Raw records
────────────────
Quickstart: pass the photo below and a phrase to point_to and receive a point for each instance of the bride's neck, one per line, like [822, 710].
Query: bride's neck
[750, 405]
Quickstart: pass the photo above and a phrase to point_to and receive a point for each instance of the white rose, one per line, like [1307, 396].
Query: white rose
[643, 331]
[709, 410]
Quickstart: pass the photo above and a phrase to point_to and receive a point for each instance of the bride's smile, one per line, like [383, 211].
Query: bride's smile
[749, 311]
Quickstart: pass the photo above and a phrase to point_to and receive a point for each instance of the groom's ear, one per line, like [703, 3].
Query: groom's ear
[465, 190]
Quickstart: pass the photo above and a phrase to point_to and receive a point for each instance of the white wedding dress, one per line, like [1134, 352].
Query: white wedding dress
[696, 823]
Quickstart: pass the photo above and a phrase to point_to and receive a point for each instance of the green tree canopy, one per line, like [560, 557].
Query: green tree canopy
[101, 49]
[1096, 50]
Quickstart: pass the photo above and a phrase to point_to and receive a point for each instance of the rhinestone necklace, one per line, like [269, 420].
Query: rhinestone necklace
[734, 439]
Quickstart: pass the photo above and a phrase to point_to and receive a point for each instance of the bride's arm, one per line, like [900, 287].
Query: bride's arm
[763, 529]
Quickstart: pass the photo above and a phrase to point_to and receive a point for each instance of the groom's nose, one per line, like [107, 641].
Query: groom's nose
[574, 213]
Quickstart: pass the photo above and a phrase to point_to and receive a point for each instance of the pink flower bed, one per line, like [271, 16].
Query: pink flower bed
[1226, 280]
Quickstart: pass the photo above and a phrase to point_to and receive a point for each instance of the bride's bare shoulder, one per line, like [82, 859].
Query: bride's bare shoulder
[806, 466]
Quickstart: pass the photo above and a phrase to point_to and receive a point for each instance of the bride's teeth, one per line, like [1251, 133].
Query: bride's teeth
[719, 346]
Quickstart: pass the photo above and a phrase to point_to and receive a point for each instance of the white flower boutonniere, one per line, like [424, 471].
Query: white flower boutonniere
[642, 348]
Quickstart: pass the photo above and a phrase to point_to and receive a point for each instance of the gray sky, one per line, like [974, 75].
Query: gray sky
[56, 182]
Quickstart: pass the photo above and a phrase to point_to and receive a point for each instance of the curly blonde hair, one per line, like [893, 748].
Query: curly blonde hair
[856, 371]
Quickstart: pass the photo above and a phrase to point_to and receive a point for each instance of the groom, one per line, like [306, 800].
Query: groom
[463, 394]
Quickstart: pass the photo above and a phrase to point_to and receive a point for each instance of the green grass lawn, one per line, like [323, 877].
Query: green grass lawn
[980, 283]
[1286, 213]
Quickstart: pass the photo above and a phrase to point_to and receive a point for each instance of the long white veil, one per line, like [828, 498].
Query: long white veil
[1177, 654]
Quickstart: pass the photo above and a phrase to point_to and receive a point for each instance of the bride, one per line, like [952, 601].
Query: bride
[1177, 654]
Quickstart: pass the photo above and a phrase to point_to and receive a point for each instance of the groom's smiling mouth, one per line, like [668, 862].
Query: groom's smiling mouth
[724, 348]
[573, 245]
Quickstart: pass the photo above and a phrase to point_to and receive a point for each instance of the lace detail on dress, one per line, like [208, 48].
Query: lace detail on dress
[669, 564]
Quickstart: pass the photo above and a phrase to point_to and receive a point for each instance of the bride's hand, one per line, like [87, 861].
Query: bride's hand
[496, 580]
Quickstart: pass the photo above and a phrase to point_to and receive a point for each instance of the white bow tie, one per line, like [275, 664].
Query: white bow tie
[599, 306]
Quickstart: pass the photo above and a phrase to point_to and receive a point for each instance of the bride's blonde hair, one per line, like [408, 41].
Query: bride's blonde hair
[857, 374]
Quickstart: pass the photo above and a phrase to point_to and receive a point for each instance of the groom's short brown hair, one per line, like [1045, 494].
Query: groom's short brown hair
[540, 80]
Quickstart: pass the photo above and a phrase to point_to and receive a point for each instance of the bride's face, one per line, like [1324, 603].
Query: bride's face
────────────────
[Directive]:
Every line from the one containing "like [208, 48]." through the end of the entries above must be echoed exactly, with both ends kept.

[Answer to this problem]:
Quickstart: pass the photo above and a phrase to point_to and receive a point for each instance of the lace detail on dress, one per line, like [208, 48].
Query: lace detail on dress
[669, 564]
Quickstart: pass the photo above and a phrase to point_to and receive a point for each instance of the bride's hand, one per line, like [87, 861].
Query: bride's hand
[496, 580]
Quickstart: pass the photo above and a phrase to point_to and receive a point for each instance of the white bow tie, one per line, like [275, 664].
Query: white bow tie
[599, 306]
Quickstart: pass the photo above and a phrase to point_to and receive a point for each instance of the bride's blonde hair, one per line, like [408, 41].
Query: bride's blonde hair
[857, 374]
Quickstart: pass the photo above and a phrase to point_to and receive a point for each instance of the groom's short brown hair, one per line, like [1045, 494].
Query: groom's short brown hair
[540, 80]
Quickstart: pass the photo above and a phrase to point_to and receive a point for each instance of the bride's face, one per line, like [1324, 603].
Query: bride's face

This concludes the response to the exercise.